[Excerpted passage]
Content starts
She estimates 20 percent of the hospital’s 730 employees work on billing, insurance and regulatory compliance issues.

CLICK HERE to view a graphic shown during Mrs. Goble's presentation, which illustrates the complexity of Obamacare.

While today is considered the official start of the 10-year phase-in of Obamacare, hospitals have been paying into the system since 2010, she said.

Most of the payments have come in the form of cuts to Medicaid and Medicare reimbursements. Also major managed healthcare firms such as Humana have also cut payments.

The percentages of the cuts are small, but add up to big money for hospitals, she said.

Obamacare also seems to favor larger hospital chains. Many are merging and she expects the trend will continue.

MRH remains a stand-alone hospital and has aligned itself with The Ohio State University Wexner Medical Center to provide specialized and critical care.

The relationship also helped cut nearly $1.1 million in supply costs last year, she said.

Ms. Goble said MRH is not big enough nor deemed a “critical” facility to take advantage of reimbursement opportunities built into Obamacare for the large chains and small rural hospitals such as those in Urbana and Kenton.

The hospital continues to face challenges of attracting new physicians to the area and competing with big city physician-managed facilities for same-day surgeries.
Content ends
[Dataset entries]
Content starts
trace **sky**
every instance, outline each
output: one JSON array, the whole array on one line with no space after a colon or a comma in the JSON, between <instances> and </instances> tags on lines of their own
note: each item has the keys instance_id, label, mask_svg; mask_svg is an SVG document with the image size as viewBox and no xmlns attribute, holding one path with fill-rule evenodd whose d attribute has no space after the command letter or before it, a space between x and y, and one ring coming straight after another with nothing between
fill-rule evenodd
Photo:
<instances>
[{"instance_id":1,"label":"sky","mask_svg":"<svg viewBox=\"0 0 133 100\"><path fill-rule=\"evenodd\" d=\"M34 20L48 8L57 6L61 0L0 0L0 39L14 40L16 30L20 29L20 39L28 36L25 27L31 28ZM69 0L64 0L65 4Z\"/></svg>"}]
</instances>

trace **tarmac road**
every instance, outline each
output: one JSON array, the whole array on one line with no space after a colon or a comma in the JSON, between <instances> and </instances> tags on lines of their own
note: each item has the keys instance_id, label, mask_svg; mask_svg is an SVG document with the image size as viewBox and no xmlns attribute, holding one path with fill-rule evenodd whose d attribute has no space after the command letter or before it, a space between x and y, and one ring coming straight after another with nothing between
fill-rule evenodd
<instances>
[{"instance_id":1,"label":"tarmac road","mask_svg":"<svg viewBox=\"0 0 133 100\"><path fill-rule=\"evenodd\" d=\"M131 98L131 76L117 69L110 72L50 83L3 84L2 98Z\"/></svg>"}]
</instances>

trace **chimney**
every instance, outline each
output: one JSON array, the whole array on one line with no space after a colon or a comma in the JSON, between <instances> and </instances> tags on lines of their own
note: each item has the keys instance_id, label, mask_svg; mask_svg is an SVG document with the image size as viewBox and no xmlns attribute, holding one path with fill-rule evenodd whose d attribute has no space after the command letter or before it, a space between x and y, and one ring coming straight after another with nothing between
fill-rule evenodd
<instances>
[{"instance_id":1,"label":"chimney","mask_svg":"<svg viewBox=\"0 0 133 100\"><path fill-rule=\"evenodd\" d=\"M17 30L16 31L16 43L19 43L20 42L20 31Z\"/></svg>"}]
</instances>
Content ends
[Work instruction] Please carry on with the passage about the hospital and Obamacare, starting after its last sentence.

[Your response]
Fortunately, MRH has a strong financial base to weather the uncertain days ahead, Mrs. Goble said.

In 2012, MRH saw revenues of more than $83 million and expenses of more than $80.3 million. It provided more than $4.7 million in charity care.

Current cash reserves are enough to cover 250 days of operations, she said, three times the national average of 80 days.

MRH’s debt is also better than average. Its debt-to-revenue ratio is 17.9 percent while the national average is 27 percent and the average for Ohio is 46 percent, Mrs. Goble said.

As the program develops, employers and employees will want to keep an eye on the tax for “Cadillac” programs, she said.

The law sets a $10,200 per year limit and anything above that benefit will be taxable, she said. There is no adjustments for inflation and no clear definition of what will be measured.

It could be the annual value of the employer’s share or the employee’s share or the amount of care used in a year, she said.